(Object point labels)
* START *
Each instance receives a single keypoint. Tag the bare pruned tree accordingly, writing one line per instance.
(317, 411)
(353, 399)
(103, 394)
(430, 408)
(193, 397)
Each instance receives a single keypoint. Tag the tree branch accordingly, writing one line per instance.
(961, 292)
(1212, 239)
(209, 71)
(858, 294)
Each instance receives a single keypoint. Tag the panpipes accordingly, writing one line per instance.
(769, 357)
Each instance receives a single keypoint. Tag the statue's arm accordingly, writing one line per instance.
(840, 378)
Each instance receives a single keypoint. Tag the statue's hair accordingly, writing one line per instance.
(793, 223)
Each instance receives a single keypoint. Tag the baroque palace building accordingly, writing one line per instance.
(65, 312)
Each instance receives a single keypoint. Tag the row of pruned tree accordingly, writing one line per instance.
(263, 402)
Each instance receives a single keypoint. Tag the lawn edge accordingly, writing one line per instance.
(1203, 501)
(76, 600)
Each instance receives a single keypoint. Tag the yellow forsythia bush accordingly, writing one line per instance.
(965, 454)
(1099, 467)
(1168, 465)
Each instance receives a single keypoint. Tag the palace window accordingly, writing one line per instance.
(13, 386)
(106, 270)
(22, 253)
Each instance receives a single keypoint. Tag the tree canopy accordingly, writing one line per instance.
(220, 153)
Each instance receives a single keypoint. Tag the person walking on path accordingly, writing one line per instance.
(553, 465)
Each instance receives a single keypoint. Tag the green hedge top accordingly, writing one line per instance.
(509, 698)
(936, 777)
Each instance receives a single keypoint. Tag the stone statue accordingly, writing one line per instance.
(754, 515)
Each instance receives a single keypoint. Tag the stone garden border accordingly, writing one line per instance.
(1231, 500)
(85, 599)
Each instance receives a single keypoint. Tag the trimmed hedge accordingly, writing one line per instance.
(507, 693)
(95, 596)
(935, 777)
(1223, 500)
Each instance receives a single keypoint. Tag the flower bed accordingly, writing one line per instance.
* END *
- SET TASK -
Render every line of the rows above as a JSON list of strings, one string per line, and leave out any blank lines.

- SOLUTION -
[
  "Each instance receives a single keypoint. Tag the bare pruned tree accordingly, writing one line per instance.",
  "(317, 411)",
  "(353, 399)",
  "(103, 394)",
  "(430, 408)",
  "(193, 397)",
  "Each instance receives a single keypoint. Tag the tree branch accordingly, writing one line per instance.",
  "(961, 292)",
  "(1212, 239)",
  "(209, 71)",
  "(858, 294)",
  "Each instance receives a single keypoint. Tag the panpipes accordingly, writing one line per instance.",
  "(769, 357)",
  "Each instance receives a single keypoint. Tag the statue's arm accordingly, writing one line per instance.",
  "(840, 378)",
  "Each instance receives a single keypoint. Tag the statue's hair accordingly, writing one line per instance.",
  "(793, 223)",
  "Each instance receives a single keypoint. Tag the baroque palace building accordingly, writing one line per instance.",
  "(65, 312)",
  "Each instance receives a single keypoint. Tag the row of pruned tree accordingly, writing one line per instance.",
  "(263, 402)",
  "Each instance receives a single keypoint. Tag the lawn edge accordingly, writing one line per instance.",
  "(1203, 501)",
  "(76, 600)",
  "Each instance receives a single keypoint. Tag the yellow forsythia bush accordingly, writing one line per instance.",
  "(965, 454)",
  "(1099, 467)",
  "(1168, 465)",
  "Each instance receives a single keypoint. Tag the palace window accordingly, writing one line per instance.",
  "(13, 386)",
  "(106, 270)",
  "(22, 253)",
  "Each instance receives a single keypoint. Tag the tree canopy accordingly, writing one line per instance.",
  "(220, 153)",
  "Each instance receives a single keypoint. Tag the person walking on path accordingly, writing one line per instance.",
  "(553, 465)",
  "Each instance receives a single keypoint. Tag the green hedge top accordingly, writing one line per instance.",
  "(509, 698)",
  "(936, 777)",
  "Each instance receives a single keypoint. Tag the stone statue accordingly, writing one line per instance.",
  "(754, 515)",
  "Each instance receives a single keypoint. Tag the stone garden border accordingly, writing one line per instance.",
  "(1231, 500)",
  "(85, 599)",
  "Each instance receives a single keypoint. Tag the trimmed hedge accordingly, writing one line per instance.",
  "(507, 693)",
  "(95, 596)",
  "(935, 777)",
  "(1223, 500)",
  "Each instance receives a single keypoint. Tag the flower bed accordingly, writing one line per instance."
]